> _TASKS AND EXERCISES_:
A) Copy the stator passage word for word, starting at "The stator body is preferably" and ending at "welding or screwing.".
B) In the rows starting at the one that contains "of the spectator" and ending at the last row, replace "marker" with "pin" and leave everything else unchanged. Give only those rows.

> _PAGE EXTRACT_:
----

The stator according to the invention also has a stator body. The stator body can be designed in one piece or in several parts, in particular in segments. A one-piece stator body is characterized by the fact that the entire stator body is designed in one piece, viewed circumferentially. The stator body is generally formed from a large number of stacked laminated electrical sheets, each of the electrical sheets being designed to be closed to form a circular ring. A segmented stator body is characterized by the fact that it is made up of individual stator segment parts. The stator body can be constructed from individual stator teeth or stator tooth groups, whereby each individual stator tooth or each individual stator tooth group can be formed from a plurality of stacked laminated electrical sheets, each of the electrical sheets being designed as a stator segment sheet metal part.

The stator body is preferably formed from one or more stator laminated cores. A stator lamination stack is understood to mean a plurality of laminated individual sheets or stator laminations, usually made from electrical steel, which are layered and packaged one above the other to form a stack, the so-called stator lamination stack. The individual sheets can then remain held together in the sheet metal package by gluing, welding or screwing.

The stator teeth of the stator are preferably formed in the stator body. Stator teeth are components of the stator body which are designed as circumferentially spaced, tooth-like, radially inwardly directed parts of the stator body and an air gap for the magnetic field is formed between their free ends and a rotor body. The gap existing between the rotor and the stator is called the air gap. In a radial flux machine, this is a substantially circular gap with a radial width that corresponds to the distance between the rotor body and the stator body.

----

> _DATA SECTION_:
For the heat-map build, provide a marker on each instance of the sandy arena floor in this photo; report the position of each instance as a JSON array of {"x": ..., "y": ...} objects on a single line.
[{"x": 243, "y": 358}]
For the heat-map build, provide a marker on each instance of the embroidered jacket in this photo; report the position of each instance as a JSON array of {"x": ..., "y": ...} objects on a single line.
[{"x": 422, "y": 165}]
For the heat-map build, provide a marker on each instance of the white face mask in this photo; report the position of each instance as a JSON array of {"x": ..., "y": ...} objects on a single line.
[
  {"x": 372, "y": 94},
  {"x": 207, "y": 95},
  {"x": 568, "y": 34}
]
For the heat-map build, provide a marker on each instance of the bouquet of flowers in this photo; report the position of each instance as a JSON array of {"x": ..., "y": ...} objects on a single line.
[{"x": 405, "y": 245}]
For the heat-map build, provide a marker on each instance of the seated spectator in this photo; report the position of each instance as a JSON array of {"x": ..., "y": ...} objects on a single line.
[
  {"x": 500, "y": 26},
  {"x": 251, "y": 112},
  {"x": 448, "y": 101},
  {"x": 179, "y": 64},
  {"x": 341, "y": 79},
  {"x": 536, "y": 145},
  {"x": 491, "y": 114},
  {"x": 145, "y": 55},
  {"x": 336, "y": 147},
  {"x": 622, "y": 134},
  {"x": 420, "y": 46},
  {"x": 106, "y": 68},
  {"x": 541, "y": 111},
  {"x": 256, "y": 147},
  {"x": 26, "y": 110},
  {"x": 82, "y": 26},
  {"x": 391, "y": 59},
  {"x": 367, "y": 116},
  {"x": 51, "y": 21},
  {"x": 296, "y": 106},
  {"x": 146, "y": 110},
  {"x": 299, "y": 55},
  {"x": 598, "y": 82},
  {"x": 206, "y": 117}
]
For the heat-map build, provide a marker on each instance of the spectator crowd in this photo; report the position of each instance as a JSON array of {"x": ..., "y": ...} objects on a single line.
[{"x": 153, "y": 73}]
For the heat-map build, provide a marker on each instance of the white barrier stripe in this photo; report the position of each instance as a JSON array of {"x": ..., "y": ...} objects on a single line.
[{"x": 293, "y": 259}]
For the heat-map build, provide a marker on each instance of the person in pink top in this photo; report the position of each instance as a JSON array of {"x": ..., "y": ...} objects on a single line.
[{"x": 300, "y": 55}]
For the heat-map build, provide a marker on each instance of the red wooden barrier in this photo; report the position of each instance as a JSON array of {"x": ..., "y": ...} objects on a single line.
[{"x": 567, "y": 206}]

----

> _ANSWERS PER TASK_:
A)
The stator body is preferably formed from one or more stator laminated cores. A stator lamination stack is understood to mean a plurality of laminated individual sheets or stator laminations, usually made from electrical steel, which are layered and packaged one above the other to form a stack, the so-called stator lamination stack. The individual sheets can then remain held together in the sheet metal package by gluing, welding or screwing.

B)
For the heat-map build, provide a pin on each instance of the spectator crowd in this photo; report the position of each instance as a JSON array of {"x": ..., "y": ...} objects on a single line.
[{"x": 153, "y": 73}]
For the heat-map build, provide a pin on each instance of the white barrier stripe in this photo; report the position of each instance as a JSON array of {"x": ..., "y": ...} objects on a single line.
[{"x": 293, "y": 259}]
For the heat-map build, provide a pin on each instance of the person in pink top in this photo; report the position of each instance as a JSON array of {"x": ..., "y": ...} objects on a single line.
[{"x": 300, "y": 55}]
For the heat-map build, provide a pin on each instance of the red wooden barrier in this photo; report the position of each instance as a JSON array of {"x": ..., "y": ...} objects on a single line.
[{"x": 567, "y": 206}]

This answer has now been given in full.